**Problems to work on**.
1. Summarize the news report on Covid-19 in India in two sentences.
2. Translate this sentence from the news report on Covid-19 in India into Spanish: "Maharashtra and Delhi have reported the maximum number of infections."
3. List every state or territory that the news report on Covid-19 in India gives an Omicron case count for, along with that count.

**Text shown**.
Manas Dasgupta
NEW DELHI, Dec 23: As the states start re-imposing local curbs to prevent spread of Coronavirus, the Prime Minister Narendra Modi on Thursday chaired a meeting to review the pandemic situation in the country in the wake of the spread of the highly transmissible Omicron variant.
The country saw a significant rise in the daily Covid-19 tally with 7,495 new cases being reported in the last 24 hours. The cumulative count of Omicron cases also neared 300 across 16 states and Union Territories so far. with a number of infections from the new strain being detected from across states.
Mumbai reported 602 fresh cases of Covid today and one death — detected over the last 24 hours — showing an upward trajectory that has concerned many. It was the highest single day spike in 77 days – on October 6, the city reported 629 cases. The number of active patients is 2,813 and the positivity rate is 1.52 per cent.
Maharashtra and Delhi have reported the maximum number of infections. With 65 cases, Maharashtra has reported the highest incidence of the new strain. It is followed by Delhi with 64 cases, Telangana with 24, Rajasthan (21), Karnataka (19), Kerala (15) and Gujarat (14).

[Items from a dataset]
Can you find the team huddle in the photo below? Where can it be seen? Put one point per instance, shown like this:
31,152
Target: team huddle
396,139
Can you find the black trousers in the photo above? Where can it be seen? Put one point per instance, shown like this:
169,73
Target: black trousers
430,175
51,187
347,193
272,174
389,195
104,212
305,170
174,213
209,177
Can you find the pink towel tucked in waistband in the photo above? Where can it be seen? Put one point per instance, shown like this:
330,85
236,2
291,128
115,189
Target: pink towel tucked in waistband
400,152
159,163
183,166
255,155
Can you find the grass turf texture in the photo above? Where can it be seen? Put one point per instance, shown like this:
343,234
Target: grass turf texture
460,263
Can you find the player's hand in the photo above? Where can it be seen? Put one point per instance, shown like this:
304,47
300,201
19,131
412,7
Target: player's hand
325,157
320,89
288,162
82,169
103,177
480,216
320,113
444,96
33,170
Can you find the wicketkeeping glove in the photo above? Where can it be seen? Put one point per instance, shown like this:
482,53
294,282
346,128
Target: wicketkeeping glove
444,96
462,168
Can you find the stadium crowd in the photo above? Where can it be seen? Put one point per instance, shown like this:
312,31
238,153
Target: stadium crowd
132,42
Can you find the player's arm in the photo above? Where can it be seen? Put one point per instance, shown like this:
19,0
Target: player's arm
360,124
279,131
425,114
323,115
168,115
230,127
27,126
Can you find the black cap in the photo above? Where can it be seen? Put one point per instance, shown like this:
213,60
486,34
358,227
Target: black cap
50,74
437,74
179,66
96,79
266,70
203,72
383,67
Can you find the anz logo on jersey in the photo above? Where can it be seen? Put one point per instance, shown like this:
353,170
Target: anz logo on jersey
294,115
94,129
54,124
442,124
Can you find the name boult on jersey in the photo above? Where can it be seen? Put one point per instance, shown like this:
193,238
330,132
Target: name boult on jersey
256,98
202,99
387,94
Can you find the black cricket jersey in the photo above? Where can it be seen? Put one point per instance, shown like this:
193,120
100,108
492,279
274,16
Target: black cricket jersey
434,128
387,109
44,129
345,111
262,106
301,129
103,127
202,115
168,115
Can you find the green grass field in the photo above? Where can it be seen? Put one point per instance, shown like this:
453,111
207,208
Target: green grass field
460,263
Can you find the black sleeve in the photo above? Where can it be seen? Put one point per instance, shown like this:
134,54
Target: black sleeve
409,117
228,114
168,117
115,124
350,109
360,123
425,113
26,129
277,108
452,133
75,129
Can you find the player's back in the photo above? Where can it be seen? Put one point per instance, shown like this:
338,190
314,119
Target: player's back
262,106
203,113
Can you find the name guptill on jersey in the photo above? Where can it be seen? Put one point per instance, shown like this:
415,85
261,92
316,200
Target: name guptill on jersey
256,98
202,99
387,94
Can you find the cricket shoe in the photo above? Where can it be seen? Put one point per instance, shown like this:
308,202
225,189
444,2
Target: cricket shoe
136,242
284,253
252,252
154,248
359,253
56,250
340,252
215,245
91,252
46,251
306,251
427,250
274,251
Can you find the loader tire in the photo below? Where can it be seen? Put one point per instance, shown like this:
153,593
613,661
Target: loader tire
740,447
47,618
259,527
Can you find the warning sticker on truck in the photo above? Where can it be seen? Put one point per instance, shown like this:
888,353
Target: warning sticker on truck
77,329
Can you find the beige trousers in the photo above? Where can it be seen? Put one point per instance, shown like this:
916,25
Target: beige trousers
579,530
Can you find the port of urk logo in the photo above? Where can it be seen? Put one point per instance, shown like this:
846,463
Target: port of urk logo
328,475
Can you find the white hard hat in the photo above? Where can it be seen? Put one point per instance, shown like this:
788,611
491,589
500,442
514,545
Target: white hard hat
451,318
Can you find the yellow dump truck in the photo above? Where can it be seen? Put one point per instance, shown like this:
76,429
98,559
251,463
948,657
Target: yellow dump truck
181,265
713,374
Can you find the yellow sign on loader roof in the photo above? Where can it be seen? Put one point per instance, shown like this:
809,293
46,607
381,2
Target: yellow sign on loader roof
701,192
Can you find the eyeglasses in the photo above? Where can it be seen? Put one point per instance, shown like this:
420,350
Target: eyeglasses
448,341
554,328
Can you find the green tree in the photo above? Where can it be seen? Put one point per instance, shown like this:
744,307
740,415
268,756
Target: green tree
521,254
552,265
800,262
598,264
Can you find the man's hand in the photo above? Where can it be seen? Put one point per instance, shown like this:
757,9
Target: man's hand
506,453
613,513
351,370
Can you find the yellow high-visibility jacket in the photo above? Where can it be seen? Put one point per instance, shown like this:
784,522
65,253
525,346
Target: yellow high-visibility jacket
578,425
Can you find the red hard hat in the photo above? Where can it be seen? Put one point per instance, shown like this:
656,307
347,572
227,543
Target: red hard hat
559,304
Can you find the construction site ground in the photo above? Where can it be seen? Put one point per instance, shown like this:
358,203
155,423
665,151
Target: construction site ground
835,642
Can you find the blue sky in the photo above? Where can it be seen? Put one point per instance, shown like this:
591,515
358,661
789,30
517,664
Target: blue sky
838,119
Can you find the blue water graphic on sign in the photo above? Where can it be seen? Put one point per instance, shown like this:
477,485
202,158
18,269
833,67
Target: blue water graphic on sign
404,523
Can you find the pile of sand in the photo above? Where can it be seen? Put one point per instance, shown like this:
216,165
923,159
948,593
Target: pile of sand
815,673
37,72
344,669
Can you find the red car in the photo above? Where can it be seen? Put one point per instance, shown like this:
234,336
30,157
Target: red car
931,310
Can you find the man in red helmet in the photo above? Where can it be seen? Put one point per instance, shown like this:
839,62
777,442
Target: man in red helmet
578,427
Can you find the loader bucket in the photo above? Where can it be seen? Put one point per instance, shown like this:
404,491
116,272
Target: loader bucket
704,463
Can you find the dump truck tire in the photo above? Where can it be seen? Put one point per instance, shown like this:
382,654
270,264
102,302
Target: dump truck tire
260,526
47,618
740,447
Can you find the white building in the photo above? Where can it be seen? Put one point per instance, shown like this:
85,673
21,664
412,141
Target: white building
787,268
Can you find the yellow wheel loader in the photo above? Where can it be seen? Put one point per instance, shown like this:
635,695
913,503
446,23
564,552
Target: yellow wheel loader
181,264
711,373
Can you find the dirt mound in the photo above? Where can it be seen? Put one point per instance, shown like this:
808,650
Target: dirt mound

**List of answers**.
1. As states began re-imposing local curbs, Prime Minister Narendra Modi chaired a meeting on Thursday to review the pandemic situation amid the spread of the highly transmissible Omicron variant. The country reported 7,495 new cases in 24 hours, Mumbai recorded 602 cases in its highest single-day spike in 77 days, and Maharashtra has the most Omicron cases with 65.

2. Maharashtra y Delhi han registrado el mayor número de infecciones.

3.
- Maharashtra: 65
- Delhi: 64
- Telangana: 24
- Rajasthan: 21
- Karnataka: 19
- Kerala: 15
- Gujarat: 14